THE TASK
Exactly as written, retype the listing below, omitting the pictures.

======== RECORD EXCERPTS ========

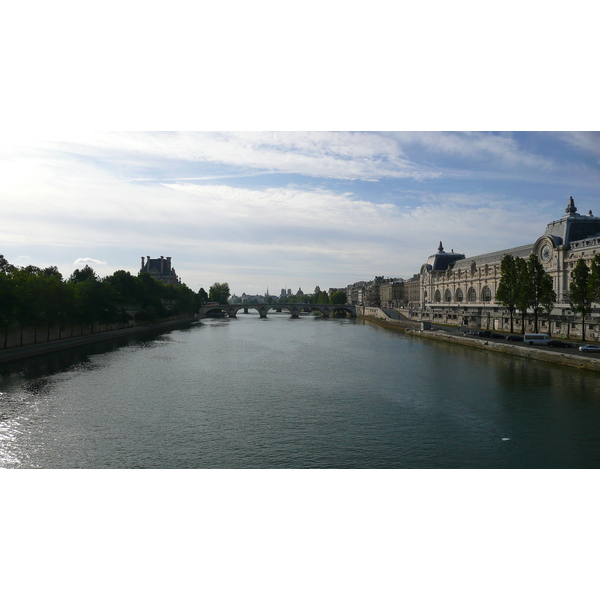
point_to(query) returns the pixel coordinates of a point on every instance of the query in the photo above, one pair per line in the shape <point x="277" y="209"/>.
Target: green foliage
<point x="524" y="284"/>
<point x="540" y="290"/>
<point x="508" y="289"/>
<point x="338" y="297"/>
<point x="31" y="296"/>
<point x="202" y="296"/>
<point x="581" y="290"/>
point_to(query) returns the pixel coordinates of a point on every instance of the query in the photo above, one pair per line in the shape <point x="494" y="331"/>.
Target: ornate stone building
<point x="461" y="290"/>
<point x="160" y="269"/>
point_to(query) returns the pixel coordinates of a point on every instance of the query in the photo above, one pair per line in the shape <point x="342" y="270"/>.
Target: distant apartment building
<point x="160" y="269"/>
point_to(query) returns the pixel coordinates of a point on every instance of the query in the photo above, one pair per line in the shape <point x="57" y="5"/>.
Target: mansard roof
<point x="440" y="260"/>
<point x="573" y="226"/>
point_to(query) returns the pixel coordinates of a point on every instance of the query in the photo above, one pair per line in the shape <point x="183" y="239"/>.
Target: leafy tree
<point x="219" y="293"/>
<point x="508" y="288"/>
<point x="322" y="298"/>
<point x="581" y="291"/>
<point x="523" y="300"/>
<point x="595" y="278"/>
<point x="202" y="296"/>
<point x="338" y="297"/>
<point x="8" y="301"/>
<point x="540" y="289"/>
<point x="5" y="266"/>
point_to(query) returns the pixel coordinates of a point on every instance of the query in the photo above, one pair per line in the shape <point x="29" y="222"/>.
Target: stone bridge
<point x="231" y="310"/>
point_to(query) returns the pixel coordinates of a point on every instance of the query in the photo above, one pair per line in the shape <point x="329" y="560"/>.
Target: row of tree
<point x="584" y="288"/>
<point x="35" y="297"/>
<point x="524" y="285"/>
<point x="318" y="297"/>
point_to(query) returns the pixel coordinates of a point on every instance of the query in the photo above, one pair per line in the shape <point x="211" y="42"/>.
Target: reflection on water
<point x="303" y="393"/>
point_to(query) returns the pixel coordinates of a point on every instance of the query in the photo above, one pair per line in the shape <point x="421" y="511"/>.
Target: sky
<point x="270" y="210"/>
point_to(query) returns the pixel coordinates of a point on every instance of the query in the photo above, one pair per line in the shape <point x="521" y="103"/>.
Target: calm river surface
<point x="303" y="393"/>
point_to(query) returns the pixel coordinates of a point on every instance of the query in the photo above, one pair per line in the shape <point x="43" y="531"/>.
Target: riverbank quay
<point x="30" y="350"/>
<point x="572" y="359"/>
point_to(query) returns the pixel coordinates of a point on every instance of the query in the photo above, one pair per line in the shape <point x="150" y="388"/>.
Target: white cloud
<point x="88" y="261"/>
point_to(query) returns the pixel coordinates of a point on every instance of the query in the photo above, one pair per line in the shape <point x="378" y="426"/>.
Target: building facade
<point x="460" y="290"/>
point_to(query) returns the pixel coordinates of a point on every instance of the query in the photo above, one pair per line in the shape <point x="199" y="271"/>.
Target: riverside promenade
<point x="19" y="352"/>
<point x="570" y="357"/>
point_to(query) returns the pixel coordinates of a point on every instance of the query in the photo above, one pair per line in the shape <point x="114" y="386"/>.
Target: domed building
<point x="461" y="290"/>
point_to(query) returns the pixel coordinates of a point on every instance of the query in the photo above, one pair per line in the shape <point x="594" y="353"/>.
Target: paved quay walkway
<point x="46" y="347"/>
<point x="570" y="357"/>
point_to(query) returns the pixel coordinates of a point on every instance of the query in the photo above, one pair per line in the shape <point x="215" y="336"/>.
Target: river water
<point x="294" y="393"/>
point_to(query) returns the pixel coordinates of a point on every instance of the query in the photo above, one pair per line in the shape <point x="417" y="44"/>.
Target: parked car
<point x="559" y="344"/>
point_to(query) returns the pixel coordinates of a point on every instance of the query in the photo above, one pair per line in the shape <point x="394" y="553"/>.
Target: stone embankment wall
<point x="43" y="347"/>
<point x="17" y="336"/>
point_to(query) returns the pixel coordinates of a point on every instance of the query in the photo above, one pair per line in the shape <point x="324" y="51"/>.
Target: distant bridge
<point x="231" y="310"/>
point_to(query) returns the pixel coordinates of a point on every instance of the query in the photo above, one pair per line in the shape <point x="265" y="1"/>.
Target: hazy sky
<point x="287" y="209"/>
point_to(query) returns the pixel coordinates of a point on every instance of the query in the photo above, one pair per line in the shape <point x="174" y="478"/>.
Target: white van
<point x="536" y="338"/>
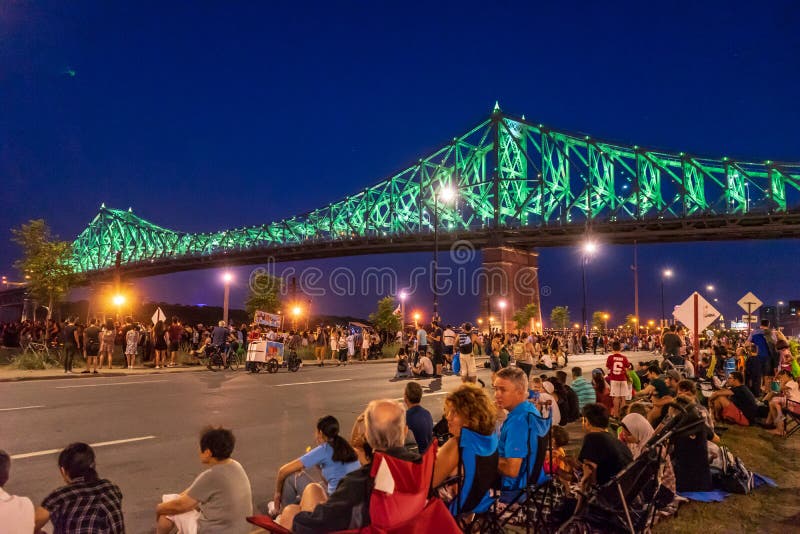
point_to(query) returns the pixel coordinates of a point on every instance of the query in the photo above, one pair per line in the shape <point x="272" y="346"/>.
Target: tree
<point x="265" y="291"/>
<point x="46" y="262"/>
<point x="385" y="319"/>
<point x="559" y="317"/>
<point x="598" y="321"/>
<point x="523" y="317"/>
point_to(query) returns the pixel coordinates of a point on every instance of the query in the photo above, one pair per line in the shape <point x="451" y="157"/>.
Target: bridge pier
<point x="509" y="275"/>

========

COMPLETED TASK
point_to(query) returns the pixel coordinates of a point on every instance of the query in the photo above, one pair per line in the shape <point x="277" y="209"/>.
Target: green foliage
<point x="524" y="284"/>
<point x="540" y="290"/>
<point x="508" y="289"/>
<point x="338" y="297"/>
<point x="31" y="296"/>
<point x="202" y="296"/>
<point x="581" y="290"/>
point_to(query) returns the pixel coordinates of a point on every instance of the query in the photo above, one pair per line in the shape <point x="494" y="331"/>.
Target: ornate stone building
<point x="461" y="290"/>
<point x="160" y="269"/>
point_to(query) returns the pixel coordinates of a point on every instance of the query in the photo above, one pair per line in the shape <point x="342" y="270"/>.
Target: distant apartment building
<point x="160" y="269"/>
point_to(query) returns the pixel coordinates of a point on every instance of the query in the photo above, one pair per line in the shape <point x="57" y="5"/>.
Target: mansard roof
<point x="440" y="260"/>
<point x="573" y="226"/>
point_to(query) returns the pixel coordinates of a point on every instance of the query in the photo above, one pair per line in the shape <point x="183" y="239"/>.
Target: leafy tree
<point x="219" y="293"/>
<point x="508" y="288"/>
<point x="322" y="298"/>
<point x="581" y="291"/>
<point x="523" y="300"/>
<point x="595" y="278"/>
<point x="202" y="296"/>
<point x="338" y="297"/>
<point x="8" y="301"/>
<point x="540" y="289"/>
<point x="5" y="266"/>
point_to(query) returns the pixel coordinates of a point on every instance of the query in the photo above, one pair per line in the shape <point x="29" y="222"/>.
Target: stone bridge
<point x="231" y="310"/>
point_to(query) returns the pixel coordinates of a point on every instance of the query in the photo above, one pair per line in the shape <point x="329" y="560"/>.
Target: row of tree
<point x="584" y="288"/>
<point x="35" y="297"/>
<point x="524" y="285"/>
<point x="318" y="297"/>
point_to(query) returns the pixel coordinates of a point on every instance of the query in the photo above, one pair per line in the shape <point x="211" y="42"/>.
Target: reflection on water
<point x="303" y="393"/>
point_to(query) returns the pixel coordinates of a point on every instance of the query in the photo above, one pair per line in the shape <point x="421" y="511"/>.
Target: sky
<point x="270" y="210"/>
point_to(query) returns the pixel coordinates of a point on every instance of the query in the photo above, one pair per line in the shape <point x="521" y="103"/>.
Target: calm river surface
<point x="303" y="393"/>
point_to(query) returns the pixel coordinates of a point on every instance of the query in the photo above, one pair per line in the shape <point x="43" y="531"/>.
Target: riverbank quay
<point x="30" y="350"/>
<point x="572" y="359"/>
point_to(query) returns the pixel coordinates of a point on every instance of the query in the photo above, one pair per line in the shape <point x="150" y="388"/>.
Target: white cloud
<point x="88" y="261"/>
point_to(query) returns the pixel coordinates of a point on every instance of the query in the photo above, one pair per line in the shape <point x="378" y="426"/>.
Target: building facade
<point x="460" y="290"/>
point_to(query) returns the pixel coordinates of a point on every instance of the query in the photo above, one pair per line in the shape <point x="199" y="271"/>.
Target: riverside promenade
<point x="19" y="352"/>
<point x="570" y="357"/>
point_to(query) returns the pixel coordinates of a point on every instance of the query in the photo above, one pair per line in the shape <point x="114" y="386"/>.
Target: domed building
<point x="461" y="290"/>
point_to(query) returns the pixel coordinates of a point on every instance of the query in the photo above, one pair per line in the shape <point x="594" y="353"/>.
Target: paved quay walkway
<point x="46" y="347"/>
<point x="570" y="357"/>
point_to(query) returns the pixel coordinates of a point on every instance of the query in the photo above, one pair per line in the shape <point x="215" y="336"/>.
Target: river water
<point x="294" y="393"/>
point_to(query) returns the pixel coordinates of a point on every instance of the query in the photo above, one pair per line in the shape <point x="417" y="44"/>.
Target: parked car
<point x="559" y="344"/>
point_to(query) returns the pixel coordinates of a point on every instance of the query in the photo above, one pair per line in the shape <point x="394" y="553"/>.
Target: stone embankment wall
<point x="43" y="347"/>
<point x="17" y="336"/>
point_to(query) returns the pixel coordinates of a point on every instance of the query in the photo above, one pair per line in the shape <point x="324" y="51"/>.
Target: distant bridge
<point x="231" y="310"/>
point_to(query) returns the pixel coordinates of a point on every instance of the query in the photo above, one pair per line in the shape <point x="265" y="1"/>.
Target: hazy sky
<point x="287" y="209"/>
point_to(query) returns the pixel coordinates of a point on every instance of the query in the photo above, one pair per line in the shape <point x="174" y="478"/>.
Target: white van
<point x="536" y="338"/>
point_to(query) returns the pixel coordinates of a point on every instance of the query in the photo above, one pair per line in the shape <point x="272" y="346"/>.
Target: tree
<point x="265" y="291"/>
<point x="46" y="262"/>
<point x="385" y="319"/>
<point x="559" y="317"/>
<point x="598" y="321"/>
<point x="523" y="317"/>
point_to(query) returns the pixel coordinates of a point on every instance of the query in the photo above, one pair per line in the shape <point x="451" y="157"/>.
Target: bridge pier
<point x="509" y="275"/>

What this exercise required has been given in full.